**PROBLEMS TO WORK ON:**
1. Retype the part of the thread about snorting Adderall that begins at the words "# Snorting Adderall" and stops after "my next prescription.".
2. In the thread about snorting Adderall, what did the first poster's doctor do not long ago because of all the medication the poster was on?
3. Carry on the thread about snorting Adderall from its last post.

[Opening EXCERPT TO READ section]

# Snorting Adderall - how bad is it?



## Typical Guy (Mar 30, 2009)

I'm worried about permanent damage to my heart from snorting Adderall. I haven't abused it for long, on and off for a few months. I didn't do a huge amount each day, I'd say about 80mg average...maybe 100mg or 120mg max each day. But right from the start, I would crush it up and snort it. When I would run out I didn't crave anymore but would start again when I got my next prescription.

I haven't done any in about 5 days but the last time I snorted Adderall I was already pretty high and I felt this sharp pain in my heart. It would go away but would come back anytime I'd move. Ever since then the area around my heart and what feels like my heart itself will start to hurt at random times or when I move a certain way. It's not a constant pain. It also feels like I have a mild irregular heartbeat (arrhythmia) but again it's not constant.

Will this go away? Do you think it's possible I've done permanent damage? My doctor did blood work on me not long ago because of all the medication that I'm on and she said my stats were some of the best she'd seen in a long time -- that I was completely healthy and after seeing my results she told me that I would never have heart problems (I was worried about it because my Dad has some heart problems). I've also had EKG done in the past and the results were also excellent. Now I'm worried that I messed it up by abusing Adderall.

Do you think maybe it's just anxiety causing this? I've been known to imagine things before and start to worry that I have some kind of injury or disease. I also know that my blood pressure (which is usually totally normal) was way high when I was up on Adderall and it also caused bad physical tension and tightness in my chest. I've read that snorting Adderall is really bad but nobody says if the damage is permanent or not. Some people have said that the binders and what not in the pills can clog up your arteries and cause a blockage in your heart, other people have said that it's not true. 

Thanks for reading. Any advice?


----------



## crayzyMed (Nov 2, 2006)

You should be fine, start eating healthy, do some excercising, stop panicking.

And stop abusing adderall.


----------



## Typical Guy (Mar 30, 2009)

Thanks. I'm not going to abuse Adderall anymore! It was the last drug I was doing and I knew I had to stop.

I was wondering if exercise could help.


----------



## crayzyMed (Nov 2, 2006)

Start slowly, go easy on your body but start exercising and eat healthy and things will be fine.

[Closing EXCERPT TO READ section]
[Opening MATERIAL SUPPLIED section]

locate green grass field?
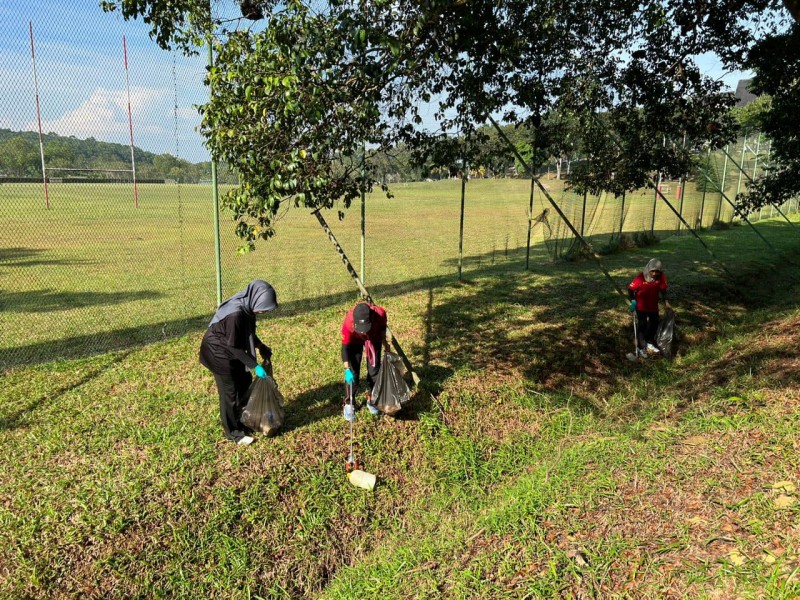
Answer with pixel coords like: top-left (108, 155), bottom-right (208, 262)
top-left (0, 172), bottom-right (800, 599)
top-left (0, 179), bottom-right (792, 368)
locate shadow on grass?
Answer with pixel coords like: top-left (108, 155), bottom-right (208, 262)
top-left (0, 289), bottom-right (165, 313)
top-left (0, 221), bottom-right (797, 380)
top-left (0, 251), bottom-right (536, 371)
top-left (0, 351), bottom-right (131, 431)
top-left (417, 224), bottom-right (797, 412)
top-left (0, 247), bottom-right (96, 269)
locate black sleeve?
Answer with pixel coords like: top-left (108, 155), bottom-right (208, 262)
top-left (226, 312), bottom-right (258, 369)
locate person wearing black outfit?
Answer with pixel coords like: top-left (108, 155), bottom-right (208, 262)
top-left (200, 279), bottom-right (278, 446)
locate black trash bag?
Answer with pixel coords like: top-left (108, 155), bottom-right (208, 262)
top-left (372, 352), bottom-right (411, 415)
top-left (656, 308), bottom-right (675, 358)
top-left (242, 360), bottom-right (285, 436)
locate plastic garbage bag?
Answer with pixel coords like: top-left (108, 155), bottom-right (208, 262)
top-left (242, 361), bottom-right (284, 436)
top-left (656, 308), bottom-right (675, 358)
top-left (372, 352), bottom-right (411, 415)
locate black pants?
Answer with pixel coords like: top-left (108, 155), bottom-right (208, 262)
top-left (636, 310), bottom-right (658, 350)
top-left (344, 344), bottom-right (383, 395)
top-left (214, 371), bottom-right (253, 442)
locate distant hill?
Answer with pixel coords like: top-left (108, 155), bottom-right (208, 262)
top-left (0, 129), bottom-right (230, 183)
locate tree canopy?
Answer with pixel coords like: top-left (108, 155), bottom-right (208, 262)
top-left (104, 0), bottom-right (791, 247)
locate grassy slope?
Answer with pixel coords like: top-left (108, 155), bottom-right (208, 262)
top-left (0, 218), bottom-right (800, 598)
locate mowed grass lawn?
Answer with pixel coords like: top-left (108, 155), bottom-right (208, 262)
top-left (0, 182), bottom-right (800, 599)
top-left (0, 179), bottom-right (788, 368)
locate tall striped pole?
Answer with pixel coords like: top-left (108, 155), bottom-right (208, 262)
top-left (122, 35), bottom-right (139, 208)
top-left (28, 21), bottom-right (50, 208)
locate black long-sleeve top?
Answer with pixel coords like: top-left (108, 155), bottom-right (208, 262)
top-left (200, 311), bottom-right (264, 375)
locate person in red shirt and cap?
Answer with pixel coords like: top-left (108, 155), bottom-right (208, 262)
top-left (627, 258), bottom-right (670, 361)
top-left (342, 302), bottom-right (389, 420)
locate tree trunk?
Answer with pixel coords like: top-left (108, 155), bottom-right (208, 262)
top-left (783, 0), bottom-right (800, 23)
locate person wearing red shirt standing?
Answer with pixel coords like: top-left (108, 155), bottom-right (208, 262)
top-left (342, 302), bottom-right (388, 418)
top-left (627, 258), bottom-right (670, 361)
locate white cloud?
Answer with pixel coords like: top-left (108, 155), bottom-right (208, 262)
top-left (28, 88), bottom-right (170, 143)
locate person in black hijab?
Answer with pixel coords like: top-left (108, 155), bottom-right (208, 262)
top-left (200, 279), bottom-right (278, 446)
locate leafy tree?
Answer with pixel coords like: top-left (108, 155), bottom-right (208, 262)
top-left (737, 24), bottom-right (800, 212)
top-left (105, 0), bottom-right (794, 247)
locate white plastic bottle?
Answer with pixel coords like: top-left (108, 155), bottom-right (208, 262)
top-left (347, 469), bottom-right (375, 490)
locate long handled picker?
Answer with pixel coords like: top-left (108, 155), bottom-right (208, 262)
top-left (311, 209), bottom-right (420, 385)
top-left (344, 383), bottom-right (362, 473)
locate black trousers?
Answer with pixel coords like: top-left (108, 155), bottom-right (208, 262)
top-left (214, 371), bottom-right (253, 442)
top-left (636, 310), bottom-right (658, 350)
top-left (344, 344), bottom-right (383, 395)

[Closing MATERIAL SUPPLIED section]

**TASK RESULTS:**
1.
# Snorting Adderall - how bad is it?



## Typical Guy (Mar 30, 2009)

I'm worried about permanent damage to my heart from snorting Adderall. I haven't abused it for long, on and off for a few months. I didn't do a huge amount each day, I'd say about 80mg average...maybe 100mg or 120mg max each day. But right from the start, I would crush it up and snort it. When I would run out I didn't crave anymore but would start again when I got my next prescription.

2. She did blood work.

3.
----------



## Medline (Sep 23, 2008)

Long term intranasal abuse of crushed tablets may cause harm to the lungs and it's bad for the nasal cavity of course. 

But I very much doubt you suffered irreversible heart damage. Just stop the abuse. You may wanna get an (exercise) ecg after some time, mainly to calm you down...


----------



## Typical Guy (Mar 30, 2009)

Well it's been 24 hours and It seems like everything is back to normal now. I no longer have any pain or discomfort. 

Thank God, I was really starting to freak out.


----------



## KurtG85 (Sep 19, 2008)

Glad to hear you are committed to stop abusing adderall. 

Next time (if you slip) you consider abusing it again realize that it could be your last; hearts do indeed 'explode' from such massive adrenal over-stimulation. Or you could pass out into a coma and wake up to discover you are a near vegetable for the rest of your life like many kids I have taken care of in hospital who OD'ed on prescription drugs thinking they were just having a good time. 
Good luck.


----------



## successful (Mar 21, 2009)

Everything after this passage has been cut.